[Exercise objective]: The entries must be restated exactly as written.

[Extracted material]:
━━━━━━━━
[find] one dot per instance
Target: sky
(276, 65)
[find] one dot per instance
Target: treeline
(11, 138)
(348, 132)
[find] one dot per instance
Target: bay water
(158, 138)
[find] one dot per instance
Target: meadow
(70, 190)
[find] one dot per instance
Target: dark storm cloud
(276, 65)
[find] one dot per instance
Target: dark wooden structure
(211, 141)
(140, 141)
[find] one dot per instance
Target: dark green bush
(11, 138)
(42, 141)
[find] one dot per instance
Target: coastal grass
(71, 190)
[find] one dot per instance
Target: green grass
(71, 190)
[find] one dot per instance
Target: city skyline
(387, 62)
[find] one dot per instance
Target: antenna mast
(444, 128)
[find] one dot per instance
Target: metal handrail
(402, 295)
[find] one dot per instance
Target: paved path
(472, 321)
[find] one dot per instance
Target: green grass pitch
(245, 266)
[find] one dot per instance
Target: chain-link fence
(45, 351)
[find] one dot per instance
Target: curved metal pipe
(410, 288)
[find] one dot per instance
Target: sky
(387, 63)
━━━━━━━━
[Exercise solution]:
[find] one dot per instance
Target: sky
(276, 65)
[find] one dot per instance
Target: treeline
(11, 138)
(348, 132)
[find] one dot per instance
Target: bay water
(158, 138)
[find] one dot per instance
Target: meadow
(70, 190)
[find] one dot per instance
Target: dark storm cloud
(276, 65)
[find] one dot per instance
Target: dark wooden structure
(211, 141)
(140, 141)
[find] one dot per instance
Target: dark green bush
(11, 138)
(42, 141)
[find] one dot per instance
Target: coastal grass
(71, 190)
[find] one dot per instance
Target: green grass
(71, 190)
[find] one dot per instance
Target: city skyline
(387, 62)
[find] one dot per instance
Target: antenna mast
(444, 128)
[find] one dot per instance
Target: metal handrail
(402, 295)
[find] one dot per instance
Target: paved path
(472, 321)
[find] one dot per instance
Target: green grass pitch
(245, 266)
[find] one dot per instance
Target: chain-link fence
(45, 351)
[find] one dot per instance
Target: curved metal pipe
(410, 288)
[find] one dot per instance
Target: sky
(387, 63)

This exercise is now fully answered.